### EXERCISE REQUIREMENTS
Transcribe the lines below word for word, leaving the picture out of your copy.

### DATA SUPPLIED
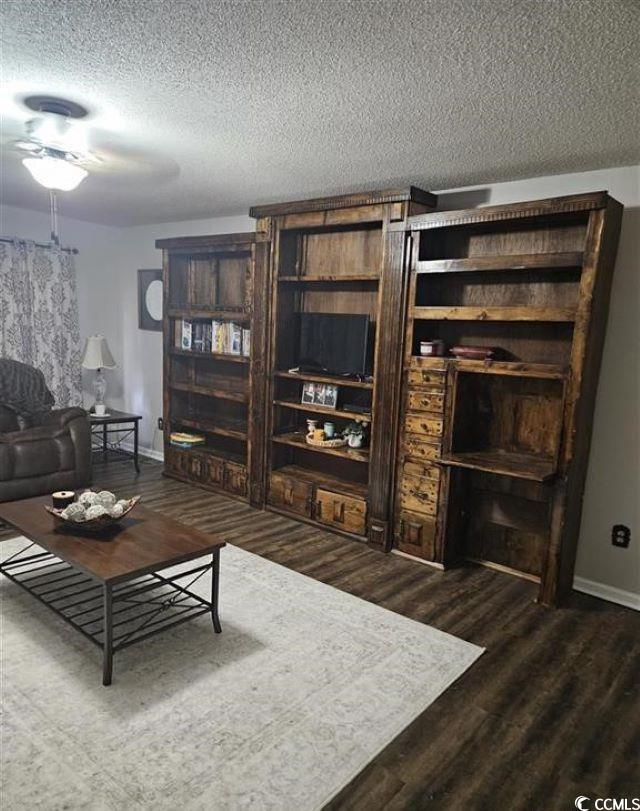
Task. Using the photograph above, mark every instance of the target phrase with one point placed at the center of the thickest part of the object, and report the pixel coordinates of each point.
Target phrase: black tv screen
(334, 343)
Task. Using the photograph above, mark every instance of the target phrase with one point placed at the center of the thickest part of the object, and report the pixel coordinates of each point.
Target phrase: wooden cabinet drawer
(340, 511)
(290, 494)
(419, 495)
(422, 424)
(425, 470)
(215, 472)
(429, 378)
(197, 467)
(416, 534)
(235, 479)
(426, 401)
(416, 448)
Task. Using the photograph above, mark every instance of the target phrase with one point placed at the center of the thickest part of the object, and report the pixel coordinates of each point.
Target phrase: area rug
(303, 688)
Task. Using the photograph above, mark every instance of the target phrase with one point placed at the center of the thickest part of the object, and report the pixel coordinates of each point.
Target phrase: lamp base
(99, 390)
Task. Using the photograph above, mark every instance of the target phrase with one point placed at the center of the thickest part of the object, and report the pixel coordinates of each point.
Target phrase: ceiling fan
(55, 143)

### SOLUTION
Task. Using the photograph above, mark every instance of the target phrase with one point placed at the center of the thickest part of the object, and report the pixel coordinates of each point.
Target phrase: black tv screen
(334, 343)
Task. Using the photograph above, mark every instance of the target phrase with one point placed at the center of the thickest part of the object, and report the pixel coordinates of each point.
Target phrase: wooden cabinet drawer
(340, 511)
(290, 494)
(419, 495)
(422, 424)
(425, 470)
(215, 472)
(429, 378)
(197, 467)
(416, 534)
(235, 479)
(426, 401)
(416, 448)
Task. Using the photograph above, mark every instance of the target phrase with one point placed at the center of the thickest part of the object, and report the pixel coordinates of each point.
Target phrase: area rug
(303, 688)
Task. Using the photograph above, mark every instance of the target phrase with one point placed at the center of the thickest part of the object, and report the pixel coordinates of each point.
Target phrase: lamp base
(99, 390)
Task. Using the photograph above, mark every instance of the target phrase with one point placed at the center of the thickest part of the object, and report the pixel coordinates of each point.
Target phrase: ceiling fan
(55, 143)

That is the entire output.